→ **DIRECTIONS**: Lines with "pillar" in them are to be located in the listing below and copied.

→ **RECORDED INFORMATION**:
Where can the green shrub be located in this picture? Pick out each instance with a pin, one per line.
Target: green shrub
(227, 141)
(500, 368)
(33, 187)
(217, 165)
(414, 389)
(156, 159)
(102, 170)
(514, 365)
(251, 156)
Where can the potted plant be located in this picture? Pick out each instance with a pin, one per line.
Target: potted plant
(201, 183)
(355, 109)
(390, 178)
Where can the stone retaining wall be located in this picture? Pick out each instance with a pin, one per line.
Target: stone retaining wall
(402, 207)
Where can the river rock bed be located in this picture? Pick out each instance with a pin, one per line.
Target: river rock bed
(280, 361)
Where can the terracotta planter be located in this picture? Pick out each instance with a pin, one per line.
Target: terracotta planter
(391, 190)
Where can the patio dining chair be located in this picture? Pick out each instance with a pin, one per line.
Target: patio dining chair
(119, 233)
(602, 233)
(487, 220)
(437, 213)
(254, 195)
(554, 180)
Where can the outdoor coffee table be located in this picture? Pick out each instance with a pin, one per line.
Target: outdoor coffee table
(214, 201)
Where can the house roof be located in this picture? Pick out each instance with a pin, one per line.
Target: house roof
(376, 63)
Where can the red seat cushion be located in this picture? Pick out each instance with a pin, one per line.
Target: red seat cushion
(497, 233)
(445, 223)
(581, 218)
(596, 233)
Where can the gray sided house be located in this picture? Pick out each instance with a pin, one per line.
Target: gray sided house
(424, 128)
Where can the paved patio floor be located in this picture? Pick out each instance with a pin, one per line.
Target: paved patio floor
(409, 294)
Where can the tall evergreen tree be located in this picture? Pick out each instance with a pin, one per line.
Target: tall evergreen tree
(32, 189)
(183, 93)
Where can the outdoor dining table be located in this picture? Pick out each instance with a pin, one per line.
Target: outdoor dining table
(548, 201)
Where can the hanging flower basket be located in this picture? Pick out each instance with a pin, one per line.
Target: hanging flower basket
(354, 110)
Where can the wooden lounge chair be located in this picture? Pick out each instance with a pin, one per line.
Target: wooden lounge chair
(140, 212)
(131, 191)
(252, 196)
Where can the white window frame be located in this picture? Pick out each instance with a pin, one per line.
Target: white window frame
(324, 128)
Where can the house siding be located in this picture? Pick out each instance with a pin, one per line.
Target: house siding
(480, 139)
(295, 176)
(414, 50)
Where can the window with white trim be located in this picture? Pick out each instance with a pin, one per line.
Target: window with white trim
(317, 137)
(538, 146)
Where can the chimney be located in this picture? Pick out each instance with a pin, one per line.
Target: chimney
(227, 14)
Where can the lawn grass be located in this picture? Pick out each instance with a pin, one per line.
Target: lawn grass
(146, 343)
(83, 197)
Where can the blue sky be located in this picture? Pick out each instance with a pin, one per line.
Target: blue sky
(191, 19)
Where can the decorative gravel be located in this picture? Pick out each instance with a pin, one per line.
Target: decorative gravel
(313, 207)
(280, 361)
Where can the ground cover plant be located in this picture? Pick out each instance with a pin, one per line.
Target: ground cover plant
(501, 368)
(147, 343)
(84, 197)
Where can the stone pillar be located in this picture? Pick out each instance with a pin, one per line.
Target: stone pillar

→ **WRITTEN RESPONSE**:
Where can the stone pillar be located in this picture? Pick out each instance with a pin, one per line.
Target: stone pillar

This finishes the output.